YOUR ASSIGNMENT: Nothing is to be altered; the data must be repeated exactly.

GIVEN ENTRIES:
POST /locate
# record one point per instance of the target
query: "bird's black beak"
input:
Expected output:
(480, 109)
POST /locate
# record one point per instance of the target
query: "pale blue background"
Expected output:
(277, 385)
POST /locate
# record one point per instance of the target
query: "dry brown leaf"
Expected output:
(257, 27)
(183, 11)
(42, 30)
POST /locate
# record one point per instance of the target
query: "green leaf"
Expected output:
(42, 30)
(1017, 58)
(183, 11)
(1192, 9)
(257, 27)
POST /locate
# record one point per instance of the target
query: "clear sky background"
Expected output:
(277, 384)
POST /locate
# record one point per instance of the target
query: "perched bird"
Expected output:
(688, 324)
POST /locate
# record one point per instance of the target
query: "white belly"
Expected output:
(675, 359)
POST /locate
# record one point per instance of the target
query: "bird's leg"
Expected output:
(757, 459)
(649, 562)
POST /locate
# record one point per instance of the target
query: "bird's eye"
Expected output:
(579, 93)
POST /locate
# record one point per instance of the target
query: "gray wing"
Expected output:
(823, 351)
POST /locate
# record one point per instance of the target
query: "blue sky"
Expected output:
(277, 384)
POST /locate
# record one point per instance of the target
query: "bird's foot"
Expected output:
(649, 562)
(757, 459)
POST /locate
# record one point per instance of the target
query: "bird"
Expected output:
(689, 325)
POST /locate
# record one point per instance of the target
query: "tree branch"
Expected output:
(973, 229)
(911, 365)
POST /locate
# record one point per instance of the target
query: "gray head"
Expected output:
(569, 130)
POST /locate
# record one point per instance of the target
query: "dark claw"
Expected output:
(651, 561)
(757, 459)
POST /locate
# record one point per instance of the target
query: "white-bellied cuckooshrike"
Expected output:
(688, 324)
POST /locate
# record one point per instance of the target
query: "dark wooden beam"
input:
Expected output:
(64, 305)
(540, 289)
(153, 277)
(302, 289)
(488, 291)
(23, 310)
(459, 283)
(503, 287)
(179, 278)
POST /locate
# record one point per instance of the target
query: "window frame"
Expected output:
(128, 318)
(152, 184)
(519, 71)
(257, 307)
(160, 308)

ANSWER FOR THE TASK:
POST /locate
# record one point per instance of the target
query: "bird's black beak"
input:
Expected output:
(480, 109)
POST /locate
# record one point per instance of the target
query: "pale blue background"
Expected output:
(277, 385)
POST /locate
# record one point per instance of the target
query: "dry brown leaf"
Expected output:
(257, 27)
(183, 11)
(42, 30)
POST /locate
# record one point per instance of the target
query: "green leaf"
Expected output:
(42, 30)
(1017, 58)
(183, 11)
(1192, 9)
(257, 27)
POST /locate
# record one point per instance of the target
query: "clear sky background"
Expected output:
(277, 384)
POST /locate
# record one point per instance of the target
query: "perched bird"
Expected output:
(688, 324)
POST /locate
# record one point per instance of the target
query: "white belly"
Expected output:
(675, 359)
POST /locate
# record one point per instance of the target
query: "bird's leg"
Expected output:
(757, 459)
(649, 562)
POST /locate
# record one point per instance of the target
query: "bird's eye"
Expected output:
(579, 93)
POST /locate
# record one point per instance of the target
query: "gray wing"
Expected output:
(823, 351)
POST /locate
# record one point per instance of the target
query: "blue sky"
Expected output:
(277, 384)
POST /locate
# record one point per instance of the target
query: "bird's foot"
Expected output:
(649, 562)
(757, 459)
POST /locate
# record one point per instance of the target
query: "bird"
Expected output:
(689, 325)
POST /locate
# record one point per instance of the target
query: "tree branch"
Expected output:
(973, 229)
(911, 365)
POST /locate
# record one point per instance of the target
query: "gray head"
Expected output:
(569, 130)
POST /locate
# record one point per instance of the target
query: "dark claw"
Expected output:
(651, 561)
(757, 459)
POST /locate
# record one point per instance of the target
query: "white-bellied cuckooshrike"
Expected output:
(688, 324)
POST /locate
# record one point per instance of the target
query: "dark wooden beam"
input:
Expected output:
(64, 305)
(540, 289)
(153, 277)
(302, 289)
(488, 291)
(23, 310)
(459, 283)
(503, 287)
(179, 278)
POST /locate
# record one point per instance of the target
query: "window frame"
Expected output:
(128, 318)
(152, 184)
(519, 71)
(257, 307)
(160, 308)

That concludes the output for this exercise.